### Excerpt provided
......

But, but - Mr Obama was perfectly clear - the cost curve will be bent down, and if we like our current healthcare we can keep it.
Oh, and Joe Wilson was right.
Mar '11
Re: Obamacare Bombshell: Was Cost Underestimated By Hundreds Of Billions Of Dollars?
May '10
Re: Obamacare Bombshell: Was Cost Underestimated By Hundreds Of Billions Of Dollars?
At this point, a few hundred billion dollars is the difference between, "We really, really cannot afford PPACA" and, "We really, really, really cannot afford PPACA."
Hopefully voters don't lose interest in this clear pattern with Obamacare: whatever feel-good merits Progressives insist the bill has, a good thing is no good if it's impossible. As Roberto noted, this wouldn't be the first federal program that cost far more than advertised (though Medicare Part D has actually been less to date, if I'm not mistaken).
Jul '10
Re: Obamacare Bombshell: Was Cost Underestimated By Hundreds Of Billions Of Dollars?

......

### Supplied records

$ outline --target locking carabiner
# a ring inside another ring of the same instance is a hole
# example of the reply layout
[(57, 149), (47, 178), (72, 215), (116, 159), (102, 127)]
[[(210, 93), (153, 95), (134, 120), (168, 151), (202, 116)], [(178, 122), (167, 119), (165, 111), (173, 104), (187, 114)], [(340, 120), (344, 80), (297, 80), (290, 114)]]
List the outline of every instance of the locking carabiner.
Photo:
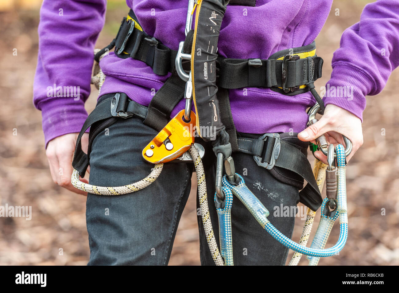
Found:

......

### The task
Pick up the forum thread on the Obamacare cost estimate where it stops and write its next part. You won't need the data.

### Result for this exercise
In the let's pretend world of the 111st Congress the CBO scoring was handed a farcical set of assumptions to make Obamacare look affordable, including a double count of $500B Medicare "savings" that were expected to be nullified quietly in later votes anyway. The great pageant is supposed to unfold with the unwashed masses begging Obama and the Democrats to tax those mean old rich people to make up the difference. That is the vile dishonesty at the root. (Those mean old rich people who came here from Europe and Asia to escape ridiculous tax bills for laughable government "services" and to gain access to a healthcare market rather than the abattoir that is government managed healthcare elsewhere.)
Having spoken to some of those people, their plans and contingencies to move on to the next stop are already in place. Leaving Obama alone with his Tea Party and his ridiculous Obamacare albatross.
But we can always print more money. That wouldn't be defaulting at all. On every man, woman, and child holding a rapidly diminishing greenback. Inflation has always been a default in any meaningful sense.
Obamacare delenda est.
Jul '11
Re: Obamacare Bombshell: Was Cost Underestimated By Hundreds Of Billions Of Dollars?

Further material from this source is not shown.